Permohonan intervensi ini kami lakukan untuk mempertahankan hak dan kepentingan kami sebagai masyarakat adat Suku Moi. Kami ingin Majelis hakim secara hati-hati memeriksa Gugatan ini karena kami akan dirugikan jika perusahaan memenangkan gugatan ini. Hakim harus lebih memperhatikan keberadaan dan hak kami “ujar Edison Sede (masyarakat adat suku Moi dari kampung Gisim)

 

Saya perempuan adat suku Moi keberatan gugatan Perusahaan, kami tidak mau kehilangan sumber penghidupan keluarga dari tanah dan hutan, kami Perempuan berkebun, mengambil sagu menjadi makanan, menjaga obat-obatan tradisional semua dari hutan. Jika Perusahaan masuk kami akan hilang. Ujar Solvina Klawom (perempuan adat suku Moi)  

 

Ayup Paa, pendamping masyarakat adat suku Moi mengatakan Tindakan pencabutan Izin Usaha PT SAS yang dilakukan oleh BPKM sudah seharusnya dilakukan, ada banyak pelanggaran yang dilakukan.  Selain ada penolakan masyarakat juga berdampak kepada lingkungan hidup. Akan lebih tepat jika BKPM mendorong kepada instansi lain seperti KLHK dan Pemda untuk segera mengakui hutan adat masyarakat. Masyarakat dapat mengembangkan sendiri kehidupan ekonominya tanpa harus memfasilitasi perkebunan skala besar yang membawa dampak negatif besar.
━━━
» **Yang Harus Dikerjakan**
1/ Menurut kutipan tentang masyarakat adat Suku Moi, Edison Sede berasal dari kampung mana?
2/ Lanjutkan kutipan tentang masyarakat adat Suku Moi, dimulai tepat setelah kalimat terakhirnya.
Baris-baris data tidak diperlukan untuk mengerjakan tugas ini.

» **Baris Data**
━━━
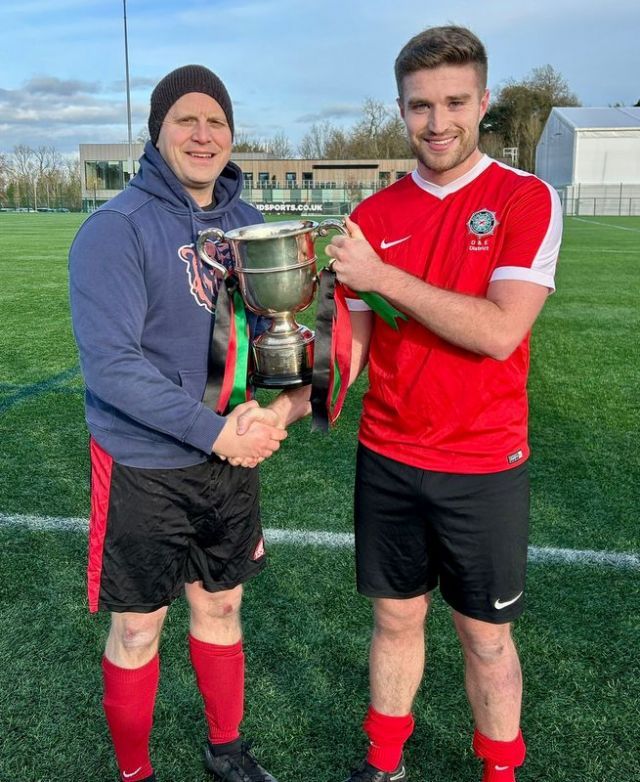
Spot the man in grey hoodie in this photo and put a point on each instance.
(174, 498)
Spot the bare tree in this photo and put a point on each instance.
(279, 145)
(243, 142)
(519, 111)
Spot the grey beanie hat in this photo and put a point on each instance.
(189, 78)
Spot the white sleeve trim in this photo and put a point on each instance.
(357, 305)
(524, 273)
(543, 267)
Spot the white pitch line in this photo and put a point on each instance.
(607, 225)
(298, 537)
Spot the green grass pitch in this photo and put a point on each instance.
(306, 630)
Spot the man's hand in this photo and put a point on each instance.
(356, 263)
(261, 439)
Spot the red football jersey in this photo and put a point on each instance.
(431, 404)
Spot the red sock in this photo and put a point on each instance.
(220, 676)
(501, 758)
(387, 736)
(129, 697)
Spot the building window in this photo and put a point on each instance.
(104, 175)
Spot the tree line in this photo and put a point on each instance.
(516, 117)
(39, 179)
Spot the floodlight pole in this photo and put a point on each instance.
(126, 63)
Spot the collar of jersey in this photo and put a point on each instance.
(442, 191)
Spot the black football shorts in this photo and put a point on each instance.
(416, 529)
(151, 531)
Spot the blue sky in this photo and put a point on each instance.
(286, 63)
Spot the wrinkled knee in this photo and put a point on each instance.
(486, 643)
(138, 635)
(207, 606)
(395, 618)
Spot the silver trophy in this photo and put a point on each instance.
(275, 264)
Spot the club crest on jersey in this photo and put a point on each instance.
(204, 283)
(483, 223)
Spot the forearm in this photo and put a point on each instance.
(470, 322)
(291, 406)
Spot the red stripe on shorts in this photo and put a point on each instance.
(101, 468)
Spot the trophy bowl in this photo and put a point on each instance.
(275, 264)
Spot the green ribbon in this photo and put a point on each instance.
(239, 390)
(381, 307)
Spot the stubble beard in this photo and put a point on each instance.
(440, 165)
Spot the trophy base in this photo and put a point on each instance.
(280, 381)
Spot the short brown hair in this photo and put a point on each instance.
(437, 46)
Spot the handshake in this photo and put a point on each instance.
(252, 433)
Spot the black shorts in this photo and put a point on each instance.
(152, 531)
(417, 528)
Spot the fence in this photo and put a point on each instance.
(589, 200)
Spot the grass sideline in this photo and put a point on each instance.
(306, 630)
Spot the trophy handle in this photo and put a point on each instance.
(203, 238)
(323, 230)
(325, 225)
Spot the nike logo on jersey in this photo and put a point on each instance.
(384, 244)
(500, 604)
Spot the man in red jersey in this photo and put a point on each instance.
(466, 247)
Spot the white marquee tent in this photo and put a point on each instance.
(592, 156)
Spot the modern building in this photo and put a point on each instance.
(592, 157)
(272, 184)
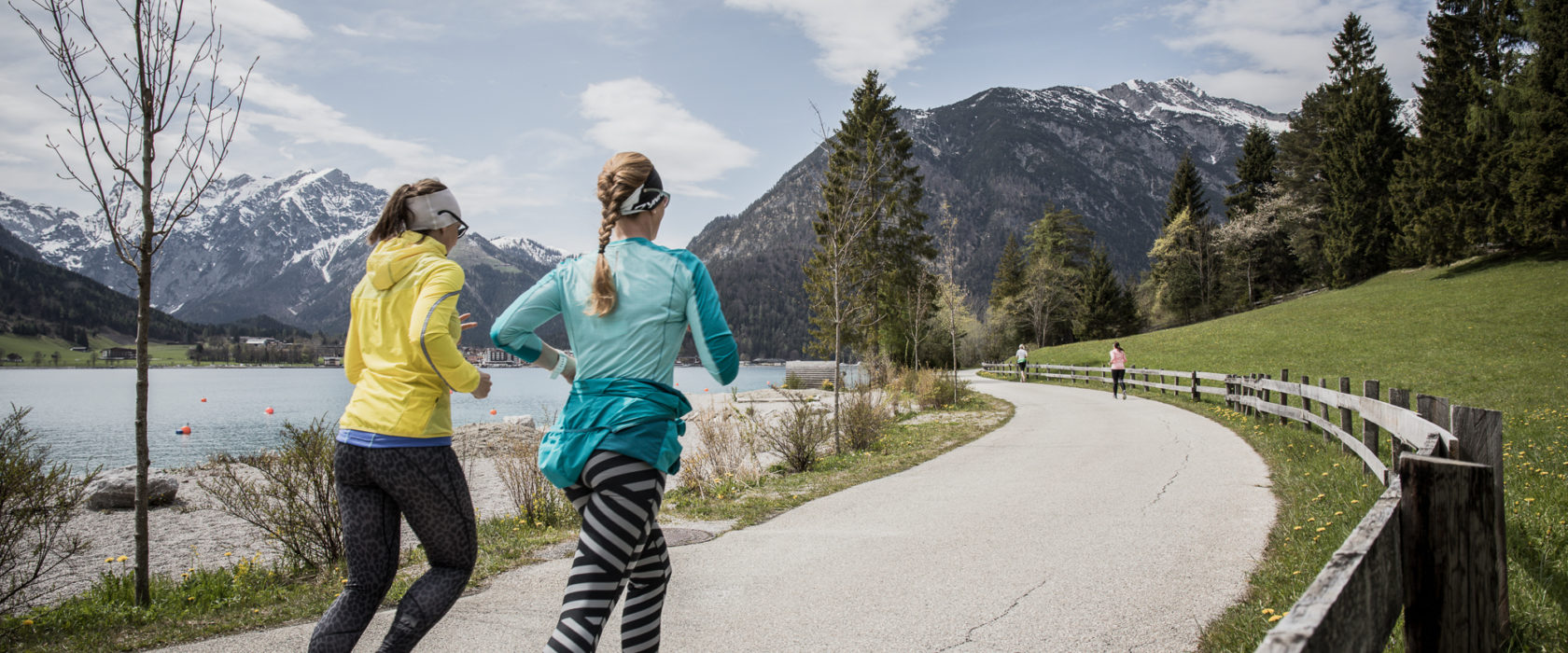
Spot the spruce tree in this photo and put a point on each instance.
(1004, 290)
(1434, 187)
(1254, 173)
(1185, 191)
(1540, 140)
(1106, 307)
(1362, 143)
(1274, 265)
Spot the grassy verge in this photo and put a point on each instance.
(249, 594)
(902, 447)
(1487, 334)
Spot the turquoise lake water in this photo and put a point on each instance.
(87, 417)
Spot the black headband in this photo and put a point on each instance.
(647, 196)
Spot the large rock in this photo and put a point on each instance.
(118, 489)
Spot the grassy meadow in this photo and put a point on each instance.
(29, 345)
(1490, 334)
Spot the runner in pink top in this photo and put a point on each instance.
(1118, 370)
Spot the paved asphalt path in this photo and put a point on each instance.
━━━
» **Jawaban Tugas**
1/ Kampung Gisim.

2/
Berdasarkan hal tersebut kami Koalisi Selamatkan Hutan Adat Papua Bersama Masyarakat Adat Suku Moi menyatakan :

 

  1. Majelis Hakim Hakim Perkara 368/G/2023/PTUN.JKT menerima Permohonan Intervensi yang dilakukan Masyarakat Adat Suku Moi dan dalam memeriksa perkara mengutamakan keadilan bagi masyarakat adat suku moi sebagai pemilik tanah dan hutan adat ;
  2. Pihak Tergugat yakni BKPM melakukan tindakan lanjutan bersama lembaga pemerintahan lainnya (KHLK dan Pemerintah Daerah) segera melakukan pengakuan hutan adat masyarakat Suku Moi dengan tujuan melindungi hak-hak masyarakat ;
  3. BKPM dan KLHK membuka seluruh informasi pencabutan perizinan di Tanah Papua sebagai bentuk kewajiban yang telah diatur didalam berbagai peraturan perundang-undangan.

 

Kontak Person:

Ayub Paa (0812-4021-6526)

Judianto Simanjuntak (0857-7526-0228)

Tigor Hutapea (0812-8729-6684)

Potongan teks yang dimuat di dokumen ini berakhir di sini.